BEGIN Provided records

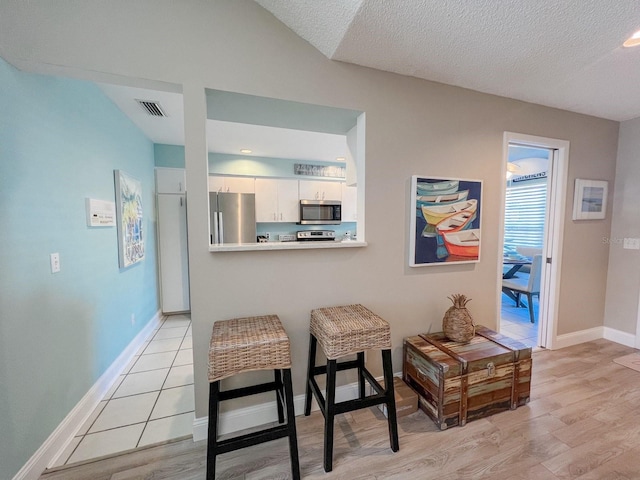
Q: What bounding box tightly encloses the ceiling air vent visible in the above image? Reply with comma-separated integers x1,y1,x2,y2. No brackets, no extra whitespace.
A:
136,99,167,117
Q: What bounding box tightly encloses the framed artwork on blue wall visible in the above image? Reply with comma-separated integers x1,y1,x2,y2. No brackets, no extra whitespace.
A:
114,170,144,268
409,175,482,267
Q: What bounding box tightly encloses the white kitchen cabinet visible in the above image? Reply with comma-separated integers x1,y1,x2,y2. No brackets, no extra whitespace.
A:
300,180,342,200
156,167,187,194
342,183,358,222
255,178,299,223
209,175,255,193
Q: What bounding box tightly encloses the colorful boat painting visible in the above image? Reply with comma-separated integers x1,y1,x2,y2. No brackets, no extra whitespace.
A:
442,228,480,258
436,210,476,235
416,190,469,210
416,180,460,195
409,175,482,267
432,211,476,258
422,198,478,225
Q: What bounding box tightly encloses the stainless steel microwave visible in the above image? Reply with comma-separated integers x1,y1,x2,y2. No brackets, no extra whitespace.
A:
298,200,342,225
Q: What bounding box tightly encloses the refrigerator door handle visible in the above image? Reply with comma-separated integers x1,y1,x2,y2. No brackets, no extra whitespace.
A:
218,212,224,244
213,212,220,245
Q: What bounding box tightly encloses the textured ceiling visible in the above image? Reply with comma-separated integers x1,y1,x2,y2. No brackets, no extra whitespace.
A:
255,0,640,121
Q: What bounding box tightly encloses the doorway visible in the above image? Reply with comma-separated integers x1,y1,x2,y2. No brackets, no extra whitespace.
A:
497,132,569,349
500,143,553,348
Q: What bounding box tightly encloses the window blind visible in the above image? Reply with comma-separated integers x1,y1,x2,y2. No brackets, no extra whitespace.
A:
504,182,547,252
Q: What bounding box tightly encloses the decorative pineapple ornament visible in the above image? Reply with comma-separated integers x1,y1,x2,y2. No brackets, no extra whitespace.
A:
442,293,476,343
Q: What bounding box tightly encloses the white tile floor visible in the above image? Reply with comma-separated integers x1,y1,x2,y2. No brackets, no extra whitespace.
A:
55,315,194,466
500,293,539,348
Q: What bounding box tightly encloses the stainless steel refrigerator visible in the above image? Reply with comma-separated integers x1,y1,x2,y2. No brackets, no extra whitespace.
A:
209,192,257,245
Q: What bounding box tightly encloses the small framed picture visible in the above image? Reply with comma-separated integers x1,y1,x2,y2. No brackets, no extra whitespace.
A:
573,178,608,220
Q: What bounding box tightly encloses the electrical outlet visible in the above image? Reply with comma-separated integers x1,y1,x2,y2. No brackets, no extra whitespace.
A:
49,253,60,273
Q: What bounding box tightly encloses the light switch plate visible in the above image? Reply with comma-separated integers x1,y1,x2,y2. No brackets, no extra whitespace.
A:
50,253,60,273
622,238,640,250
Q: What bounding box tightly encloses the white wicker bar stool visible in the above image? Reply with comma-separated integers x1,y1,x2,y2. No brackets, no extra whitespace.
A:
207,315,300,480
304,305,400,472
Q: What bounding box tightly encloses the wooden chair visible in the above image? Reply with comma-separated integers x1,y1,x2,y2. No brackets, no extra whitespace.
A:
502,255,542,323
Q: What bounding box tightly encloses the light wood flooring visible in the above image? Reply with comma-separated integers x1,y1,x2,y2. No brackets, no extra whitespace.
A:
40,340,640,480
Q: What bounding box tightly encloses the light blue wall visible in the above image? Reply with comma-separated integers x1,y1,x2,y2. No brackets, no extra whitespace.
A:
209,153,344,180
0,59,158,479
153,143,184,168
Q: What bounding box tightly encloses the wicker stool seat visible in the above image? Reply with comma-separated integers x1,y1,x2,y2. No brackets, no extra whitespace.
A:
207,315,300,480
304,305,399,472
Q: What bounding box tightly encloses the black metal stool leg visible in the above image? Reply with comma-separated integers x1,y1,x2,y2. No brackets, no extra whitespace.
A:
382,350,400,452
207,381,220,480
273,369,284,423
324,360,337,472
358,352,366,399
304,335,318,417
284,369,300,480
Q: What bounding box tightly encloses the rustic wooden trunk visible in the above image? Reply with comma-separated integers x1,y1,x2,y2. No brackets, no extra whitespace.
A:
403,326,531,430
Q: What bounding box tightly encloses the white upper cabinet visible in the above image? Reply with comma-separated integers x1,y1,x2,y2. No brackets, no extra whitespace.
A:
255,178,299,223
342,183,358,222
300,180,342,200
209,175,256,193
156,167,187,193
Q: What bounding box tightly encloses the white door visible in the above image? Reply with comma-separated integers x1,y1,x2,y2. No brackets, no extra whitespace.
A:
497,132,569,349
157,195,190,313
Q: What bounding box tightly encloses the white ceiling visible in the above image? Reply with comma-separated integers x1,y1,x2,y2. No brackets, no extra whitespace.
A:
98,83,347,162
100,0,640,161
255,0,640,121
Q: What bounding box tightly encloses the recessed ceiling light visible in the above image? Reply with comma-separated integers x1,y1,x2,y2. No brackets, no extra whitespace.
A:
622,30,640,47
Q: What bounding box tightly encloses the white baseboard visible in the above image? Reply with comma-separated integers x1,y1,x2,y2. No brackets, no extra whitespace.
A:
551,327,604,350
13,311,162,480
603,327,636,347
193,373,402,442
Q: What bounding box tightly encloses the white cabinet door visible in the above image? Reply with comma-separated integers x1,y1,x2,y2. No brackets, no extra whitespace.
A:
255,178,299,223
255,178,278,223
300,180,342,200
208,175,225,192
278,180,300,223
342,183,358,222
156,167,187,193
224,177,256,193
157,195,189,313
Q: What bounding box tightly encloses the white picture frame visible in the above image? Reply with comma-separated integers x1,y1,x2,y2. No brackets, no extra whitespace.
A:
573,178,609,220
409,175,482,267
113,170,145,268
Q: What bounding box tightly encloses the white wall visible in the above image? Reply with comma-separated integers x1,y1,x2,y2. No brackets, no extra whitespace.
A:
602,118,640,335
0,0,618,430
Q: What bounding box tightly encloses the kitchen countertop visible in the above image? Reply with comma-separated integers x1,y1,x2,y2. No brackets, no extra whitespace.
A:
209,240,367,252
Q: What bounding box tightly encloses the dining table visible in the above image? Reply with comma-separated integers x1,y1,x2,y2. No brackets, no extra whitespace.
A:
502,257,531,279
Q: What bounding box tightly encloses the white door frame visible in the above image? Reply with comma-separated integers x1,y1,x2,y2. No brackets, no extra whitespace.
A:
497,132,569,350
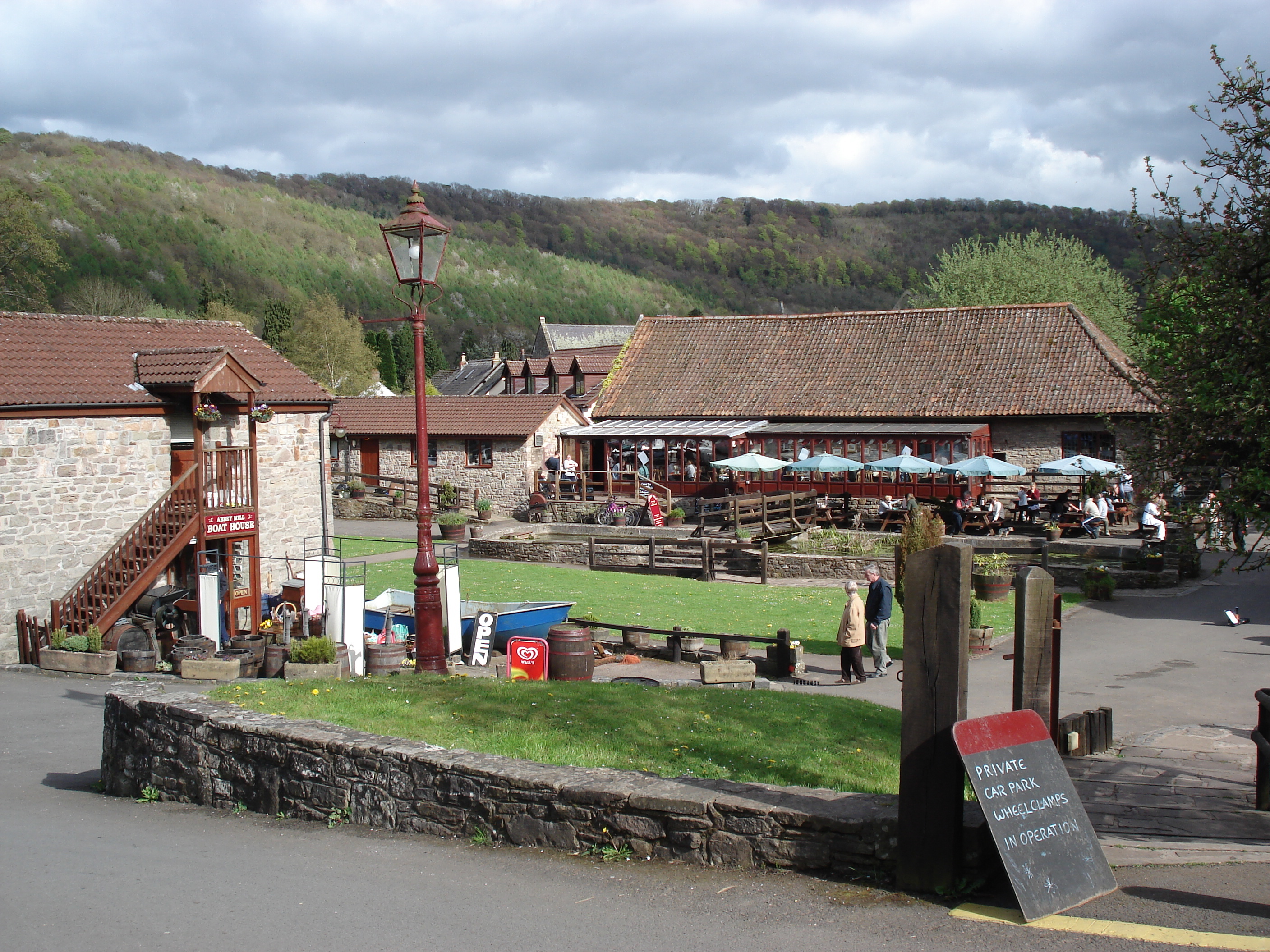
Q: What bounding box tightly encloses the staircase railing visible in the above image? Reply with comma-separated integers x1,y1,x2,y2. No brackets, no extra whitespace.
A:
51,467,198,633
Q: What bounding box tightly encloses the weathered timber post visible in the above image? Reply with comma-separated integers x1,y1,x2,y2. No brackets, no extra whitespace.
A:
897,546,974,892
1013,565,1057,726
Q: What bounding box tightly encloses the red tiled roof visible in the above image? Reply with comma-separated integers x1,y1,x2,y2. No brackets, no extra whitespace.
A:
0,311,331,407
593,303,1155,420
333,394,587,437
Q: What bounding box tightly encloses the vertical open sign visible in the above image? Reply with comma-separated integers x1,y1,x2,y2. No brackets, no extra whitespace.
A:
467,612,498,668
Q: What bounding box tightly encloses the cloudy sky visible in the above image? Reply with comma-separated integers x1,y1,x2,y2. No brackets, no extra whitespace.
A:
0,0,1270,208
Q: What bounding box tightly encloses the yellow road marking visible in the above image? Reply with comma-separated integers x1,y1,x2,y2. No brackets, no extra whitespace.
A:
949,902,1270,952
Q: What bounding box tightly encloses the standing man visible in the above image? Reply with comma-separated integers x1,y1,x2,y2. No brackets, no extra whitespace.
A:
834,579,865,684
865,565,894,678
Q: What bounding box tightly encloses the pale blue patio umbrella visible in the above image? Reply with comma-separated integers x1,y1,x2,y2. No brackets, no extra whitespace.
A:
710,453,789,472
1036,453,1120,476
941,456,1027,479
785,453,865,472
864,453,943,475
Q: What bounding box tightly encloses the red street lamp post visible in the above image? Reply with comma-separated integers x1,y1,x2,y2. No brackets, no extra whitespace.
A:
380,183,450,674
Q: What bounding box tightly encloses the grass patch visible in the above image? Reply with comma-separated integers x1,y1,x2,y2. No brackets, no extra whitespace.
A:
212,674,899,793
335,536,414,558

END Provided records

Task requirements:
Shift the bounding box coordinates in the answers up by 5 each, and write out everything from the line that contains "Q: What bounding box tightly encloses the rustic" down to the line that contains "403,326,531,430". Include both of those lines and every line between them.

The reply:
Q: What bounding box tightly encloses the rustic wooden trunk visible in the above image? Reply with comma-separated integers x1,y1,x2,y2. No brackets, no extra whitespace.
A:
408,331,536,435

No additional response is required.